### What to do
Please reproduce the listing word for word, from its first line through the line containing "[604, 217, 683, 445]", and stop there.

+===+

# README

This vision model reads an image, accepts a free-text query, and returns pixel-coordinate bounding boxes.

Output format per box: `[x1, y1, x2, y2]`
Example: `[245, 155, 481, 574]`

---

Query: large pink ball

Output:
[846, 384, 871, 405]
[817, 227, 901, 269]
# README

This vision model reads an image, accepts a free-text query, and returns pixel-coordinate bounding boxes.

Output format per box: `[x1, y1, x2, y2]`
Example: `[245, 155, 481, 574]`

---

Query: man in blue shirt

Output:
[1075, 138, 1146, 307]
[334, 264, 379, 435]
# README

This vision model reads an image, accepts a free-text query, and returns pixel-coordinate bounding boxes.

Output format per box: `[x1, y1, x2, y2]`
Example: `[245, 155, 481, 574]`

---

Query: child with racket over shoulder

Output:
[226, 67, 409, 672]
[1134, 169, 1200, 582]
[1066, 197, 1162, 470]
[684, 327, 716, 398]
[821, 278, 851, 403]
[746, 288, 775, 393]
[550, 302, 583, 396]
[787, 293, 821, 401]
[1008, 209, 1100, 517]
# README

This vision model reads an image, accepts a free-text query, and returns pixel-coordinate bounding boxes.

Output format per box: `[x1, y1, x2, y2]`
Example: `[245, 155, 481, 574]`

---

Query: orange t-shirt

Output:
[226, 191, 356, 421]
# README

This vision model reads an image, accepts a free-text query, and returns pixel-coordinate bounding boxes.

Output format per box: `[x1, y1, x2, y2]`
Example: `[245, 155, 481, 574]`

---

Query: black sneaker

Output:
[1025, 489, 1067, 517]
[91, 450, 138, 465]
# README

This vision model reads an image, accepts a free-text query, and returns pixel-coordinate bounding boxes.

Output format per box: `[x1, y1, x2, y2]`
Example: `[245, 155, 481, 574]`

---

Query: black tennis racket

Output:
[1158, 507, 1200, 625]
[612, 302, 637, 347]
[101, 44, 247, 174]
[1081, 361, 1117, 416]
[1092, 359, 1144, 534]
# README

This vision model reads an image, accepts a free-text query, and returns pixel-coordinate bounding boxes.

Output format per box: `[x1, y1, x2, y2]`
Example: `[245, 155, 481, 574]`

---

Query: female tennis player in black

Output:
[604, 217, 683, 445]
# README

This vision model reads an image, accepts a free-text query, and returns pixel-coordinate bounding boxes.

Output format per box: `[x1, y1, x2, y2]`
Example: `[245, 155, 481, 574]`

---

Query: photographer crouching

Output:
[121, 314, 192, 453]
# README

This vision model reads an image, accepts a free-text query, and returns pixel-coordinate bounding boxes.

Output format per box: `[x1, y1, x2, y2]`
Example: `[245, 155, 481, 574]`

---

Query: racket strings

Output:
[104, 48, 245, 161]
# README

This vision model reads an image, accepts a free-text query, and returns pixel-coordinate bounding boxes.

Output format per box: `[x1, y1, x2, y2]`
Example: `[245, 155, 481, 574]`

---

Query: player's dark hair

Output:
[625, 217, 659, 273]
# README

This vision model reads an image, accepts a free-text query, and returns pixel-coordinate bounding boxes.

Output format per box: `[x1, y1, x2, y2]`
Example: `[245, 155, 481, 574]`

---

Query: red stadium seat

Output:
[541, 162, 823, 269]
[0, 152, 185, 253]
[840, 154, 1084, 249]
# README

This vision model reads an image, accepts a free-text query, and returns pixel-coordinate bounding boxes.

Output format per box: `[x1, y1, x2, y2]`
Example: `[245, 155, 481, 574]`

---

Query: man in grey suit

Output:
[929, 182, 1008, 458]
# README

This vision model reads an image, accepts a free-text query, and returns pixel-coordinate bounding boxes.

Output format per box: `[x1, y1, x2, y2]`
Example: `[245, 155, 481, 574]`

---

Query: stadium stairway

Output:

+===+

### Solution for this problem
# README

This vision model reads an image, accepts a free-text query, and returns pixel-coordinate bounding boxes.

Output format per box: `[x1, y1, x2, y2]`
Example: `[245, 155, 481, 574]`

---

Query: large pink ball

Output:
[846, 384, 871, 405]
[817, 227, 901, 269]
# README

This vision model reads an image, accepts a free-text query, and returns pixel-coordinate bounding boxes.

Output format per box: `[x1, y1, x2, y2]`
Example: `[245, 155, 481, 574]`

---

Query: man in blue shirt

Output:
[1075, 138, 1146, 307]
[334, 264, 379, 435]
# README

This vision model reads an image, accepts a free-text query, and returns pixel-coordinate bounding boxes.

Output format per box: `[x1, y1, x2, y2]`
Example: `[245, 155, 481, 574]`

---

Query: child with racket over shoulder

Output:
[226, 67, 409, 672]
[1134, 169, 1200, 582]
[1066, 197, 1162, 470]
[684, 327, 716, 398]
[821, 278, 851, 403]
[746, 288, 775, 393]
[550, 302, 583, 396]
[787, 293, 821, 401]
[1008, 209, 1100, 517]
# README

This vision model reads an image, accepts a free-text query, and returns pixel-coordinate bounding boxes.

Output format per box: `[x1, y1, x2, y2]`
Example: `[245, 155, 481, 574]`

---

Query: orange t-shirt

Output:
[226, 191, 356, 421]
# README

This vision model reads an image, accepts a free-text query, and returns pixel-coordinate bounding boxes.

Output format per box: `[x1, y1, x2, y2]`
Example: `[245, 155, 481, 574]`

---

Query: black sneaker

Output:
[1025, 489, 1067, 517]
[91, 450, 138, 465]
# README

This vision model reads an image, accepts a free-text query, and returns pixel-coordinate bounding boxes.

Output format per box: `[x1, y1, x2, y2]`
Example: `[245, 155, 481, 574]`

---

Query: black tennis racket

Output:
[1158, 507, 1200, 625]
[612, 302, 637, 347]
[101, 44, 247, 174]
[1081, 361, 1117, 416]
[1092, 359, 1144, 534]
# README

This vision model reads an image, accepts a free-text query, and returns pixel-coordinate bounding boxes.

Output format per box: `[x1, y1, x2, y2]`
Example: `[245, 155, 481, 574]`

---

Query: female tennis player in black

Output:
[604, 217, 683, 445]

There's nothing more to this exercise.